- Opening Delimiter -

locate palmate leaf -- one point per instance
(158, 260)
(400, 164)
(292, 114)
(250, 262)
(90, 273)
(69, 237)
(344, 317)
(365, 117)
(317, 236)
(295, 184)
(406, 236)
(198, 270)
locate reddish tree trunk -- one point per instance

- Closing Delimiter -

WORK INSTRUCTION: Repeat the records above with every character intact.

TASK ANSWER:
locate palmate leaf -- one point per instance
(158, 260)
(400, 164)
(292, 114)
(250, 262)
(90, 273)
(69, 237)
(344, 317)
(365, 117)
(317, 236)
(295, 184)
(406, 236)
(198, 270)
locate reddish tree trunk -- one point per instance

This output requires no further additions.